Task instructions —
- A) Reproduce the passage from the post on sequential IDs in Spark, starting with "Please, note that" and going on through "way — zipWithIndex()".
- B) In the Spark sequential IDs post, what kind of function is row_number() said to be?

Selection —
◆ ◆ ◆ ◆ ◆ ◆ ◆
Maria Karanasou

Posted on Apr 23, 2021

Adding sequential IDs to a Spark Dataframe

#python #programming #pyspark #tutorial

How to do it and is it a good idea?

TL;DR

Adding sequential unique IDs to a Spark Dataframe is not very straight-forward, especially considering the distributed nature of it. You can do this using either zipWithIndex() or row_number() (depending on the amount and kind of your data) but in every case there is a catch regarding performance.

The idea behind this

Coming from traditional relational databases, like MySQL, and non-distributed data frames, like Pandas, one may be used to working with ids (auto-incremented usually) for identification of course but also the ordering and constraints you can have in data by using them as reference. For example, ordering your data by id (which is usually an indexed field) in a descending order, will give you the most recent rows first etc.

Depending on the needs, we might be found in a position where we would benefit from having a (unique) auto-increment-ids’-like behavior in a spark dataframe. When the data is in one table or dataframe (in one machine), adding ids is pretty straigth-forward. What happens though when you have distributed data, split into partitions that might reside in different machines like in Spark?

(More on partitions here)

Throughout this post, we will explore the obvious and not so obvious options, what they do, and the catch behind using them.

Notes

Please, note that this article assumes that you have some working knowledge of Spark, and more specifically of PySpark. If not, here is a short intro with what it is and I’ve put several helpful resources in the Useful links and notes section. I’ll be glad to answer any questions I can :).
Practicing Sketchnoting again, yes, there are terrible sketches through out the article, trying to visually explain things as I understand them. I hope they are more helpful than they are confusing :).

The RDD way — zipWithIndex()

One option is to fall back to RDDs

resilient distributed dataset (RDD), which is a collection of elements partitioned across the nodes of the cluster that can be operated on in parallel

and use df.rdd.zipWithIndex():

The ordering is first based on the partition index and then the
ordering of items within each partition. So the first item in
the first partition gets index 0, and the last item in the last
partition receives the largest index.
This method needs to trigger a spark job when this RDD contains
more than one partitions.

Four points here:

The indexes will be starting from 0 **and the **ordering **is done **by partition
You will need to have all your data in the dataframe — additions* will not add an auto-increment id
Falling back to rdds and then to dataframe **can be quite expensive.**
The updated version of your dataframe with ids will require you to do some extra work to bring your dataframe back to its original form. Which also adds to the performance toll.

*You cannot really update or add to a dataframe, since they are immutable but you could for example join one with another and end up with a dataframe that has more rows than the original.

The Dataframe way

If your data is sortable

If you can order your data by one of the columns, let’s say column1 in our example, then you can use the row_number() function to provide, well, row numbers:

row_number() is a windowing function, which means it operates over predefined windows / groups of data.

The points here:

Your data must be sortable
You will need to work with a very big window (as big as your data)
◆ ◆ ◆ ◆ ◆ ◆ ◆
Excerpted data —

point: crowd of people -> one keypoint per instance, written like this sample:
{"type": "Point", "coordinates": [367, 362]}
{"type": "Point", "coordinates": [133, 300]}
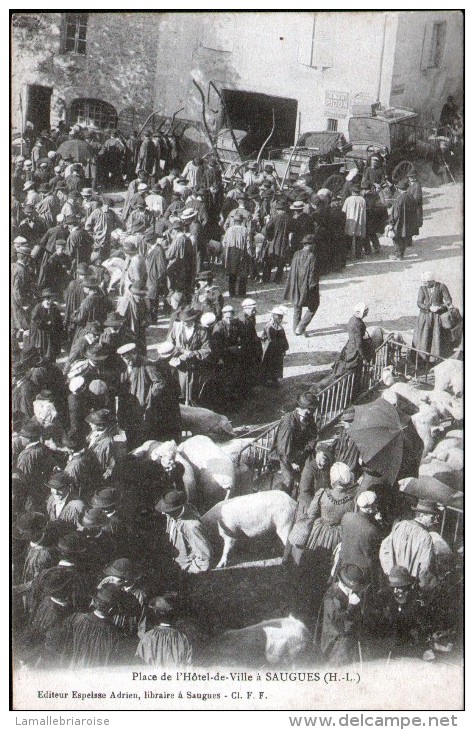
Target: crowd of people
{"type": "Point", "coordinates": [106, 545]}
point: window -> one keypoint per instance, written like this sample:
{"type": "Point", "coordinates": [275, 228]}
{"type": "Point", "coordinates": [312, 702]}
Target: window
{"type": "Point", "coordinates": [74, 33]}
{"type": "Point", "coordinates": [93, 112]}
{"type": "Point", "coordinates": [438, 37]}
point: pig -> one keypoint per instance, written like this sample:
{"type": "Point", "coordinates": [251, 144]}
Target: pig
{"type": "Point", "coordinates": [148, 451]}
{"type": "Point", "coordinates": [234, 448]}
{"type": "Point", "coordinates": [276, 641]}
{"type": "Point", "coordinates": [252, 515]}
{"type": "Point", "coordinates": [202, 421]}
{"type": "Point", "coordinates": [443, 471]}
{"type": "Point", "coordinates": [376, 334]}
{"type": "Point", "coordinates": [213, 469]}
{"type": "Point", "coordinates": [451, 406]}
{"type": "Point", "coordinates": [453, 457]}
{"type": "Point", "coordinates": [427, 418]}
{"type": "Point", "coordinates": [449, 376]}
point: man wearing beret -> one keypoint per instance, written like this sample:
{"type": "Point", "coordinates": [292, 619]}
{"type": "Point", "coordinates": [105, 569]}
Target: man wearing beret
{"type": "Point", "coordinates": [23, 287]}
{"type": "Point", "coordinates": [403, 219]}
{"type": "Point", "coordinates": [340, 617]}
{"type": "Point", "coordinates": [410, 545]}
{"type": "Point", "coordinates": [295, 440]}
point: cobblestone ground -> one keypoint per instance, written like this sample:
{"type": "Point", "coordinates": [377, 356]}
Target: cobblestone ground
{"type": "Point", "coordinates": [388, 287]}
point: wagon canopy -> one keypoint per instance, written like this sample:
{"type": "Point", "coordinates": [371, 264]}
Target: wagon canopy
{"type": "Point", "coordinates": [324, 143]}
{"type": "Point", "coordinates": [391, 132]}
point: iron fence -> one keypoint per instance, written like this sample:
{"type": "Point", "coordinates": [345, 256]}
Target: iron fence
{"type": "Point", "coordinates": [350, 387]}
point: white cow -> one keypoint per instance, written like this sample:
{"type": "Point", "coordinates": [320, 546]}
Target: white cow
{"type": "Point", "coordinates": [252, 515]}
{"type": "Point", "coordinates": [277, 641]}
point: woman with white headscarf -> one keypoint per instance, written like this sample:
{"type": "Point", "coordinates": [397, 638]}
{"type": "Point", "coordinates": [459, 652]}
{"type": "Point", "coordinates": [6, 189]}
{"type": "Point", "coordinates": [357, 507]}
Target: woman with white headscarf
{"type": "Point", "coordinates": [315, 536]}
{"type": "Point", "coordinates": [434, 300]}
{"type": "Point", "coordinates": [358, 348]}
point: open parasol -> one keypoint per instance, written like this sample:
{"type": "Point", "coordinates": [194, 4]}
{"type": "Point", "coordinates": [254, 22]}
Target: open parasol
{"type": "Point", "coordinates": [378, 433]}
{"type": "Point", "coordinates": [78, 149]}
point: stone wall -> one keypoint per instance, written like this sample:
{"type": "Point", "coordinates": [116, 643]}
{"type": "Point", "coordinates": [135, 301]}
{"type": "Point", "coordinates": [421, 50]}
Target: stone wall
{"type": "Point", "coordinates": [119, 66]}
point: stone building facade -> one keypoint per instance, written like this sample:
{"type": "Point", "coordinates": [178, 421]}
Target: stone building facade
{"type": "Point", "coordinates": [311, 69]}
{"type": "Point", "coordinates": [91, 67]}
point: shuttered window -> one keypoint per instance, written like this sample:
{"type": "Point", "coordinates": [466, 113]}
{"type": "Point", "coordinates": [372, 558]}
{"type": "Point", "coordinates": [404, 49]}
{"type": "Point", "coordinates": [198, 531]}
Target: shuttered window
{"type": "Point", "coordinates": [74, 33]}
{"type": "Point", "coordinates": [316, 46]}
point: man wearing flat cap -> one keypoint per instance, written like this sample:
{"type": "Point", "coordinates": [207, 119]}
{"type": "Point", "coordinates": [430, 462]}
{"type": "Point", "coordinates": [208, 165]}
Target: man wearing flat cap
◆ ◆ ◆ ◆ ◆ ◆ ◆
Solutions for each task —
- A)
Please, note that this article assumes that you have some working knowledge of Spark, and more specifically of PySpark. If not, here is a short intro with what it is and I’ve put several helpful resources in the Useful links and notes section. I’ll be glad to answer any questions I can :).
Practicing Sketchnoting again, yes, there are terrible sketches through out the article, trying to visually explain things as I understand them. I hope they are more helpful than they are confusing :).

The RDD way — zipWithIndex()

- B) A windowing function, which works over predefined windows or groups of data.